# Task objective
A faithful, word-for-word copy of the data below is required, without pictures.
┄┄┄┄┄┄
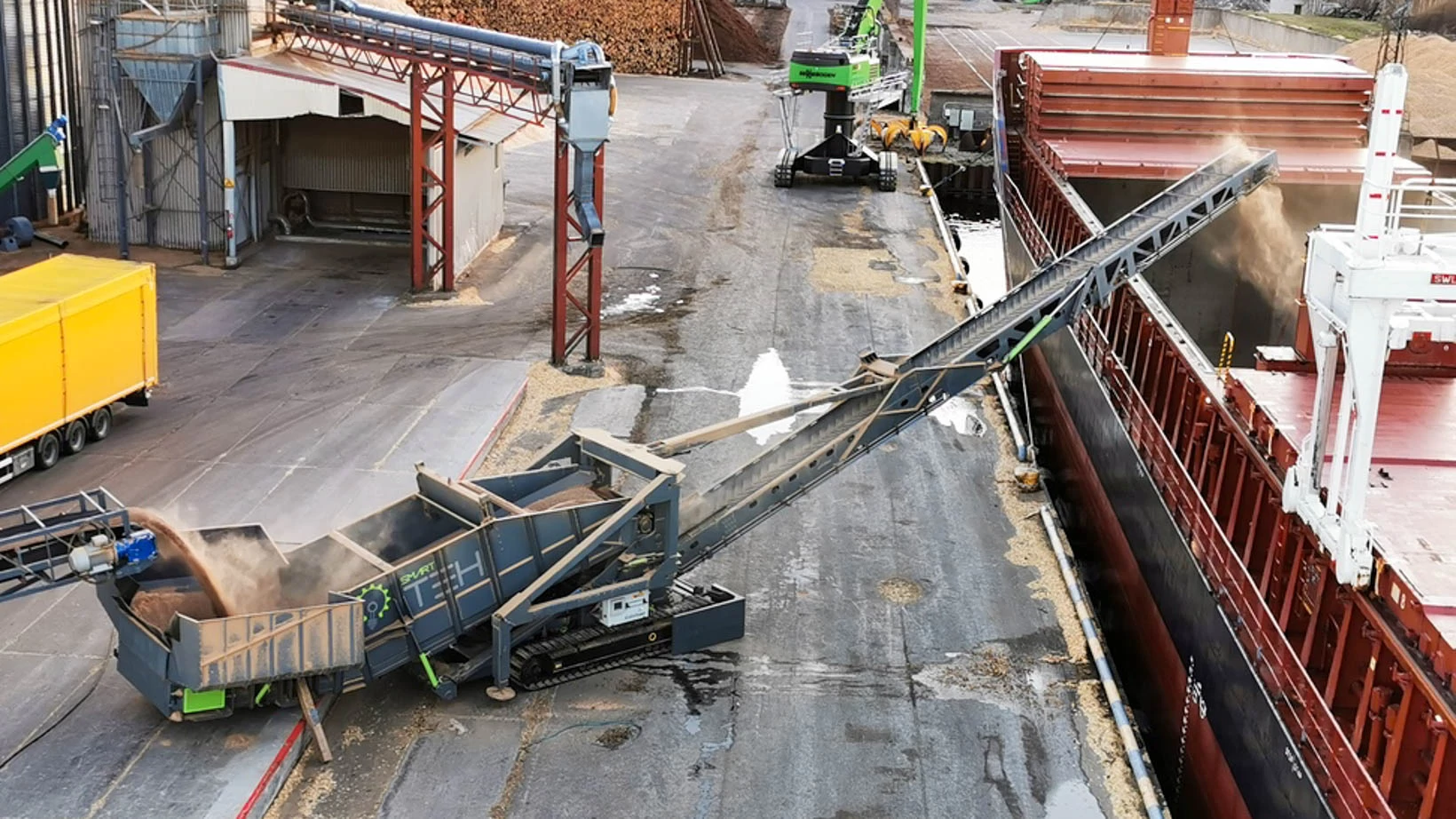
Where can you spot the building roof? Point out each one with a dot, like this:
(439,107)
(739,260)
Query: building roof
(282,84)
┄┄┄┄┄┄
# Result for this task
Where can you spot the building roof? Point out each one with a dot, like this:
(439,107)
(739,260)
Query: building roof
(282,84)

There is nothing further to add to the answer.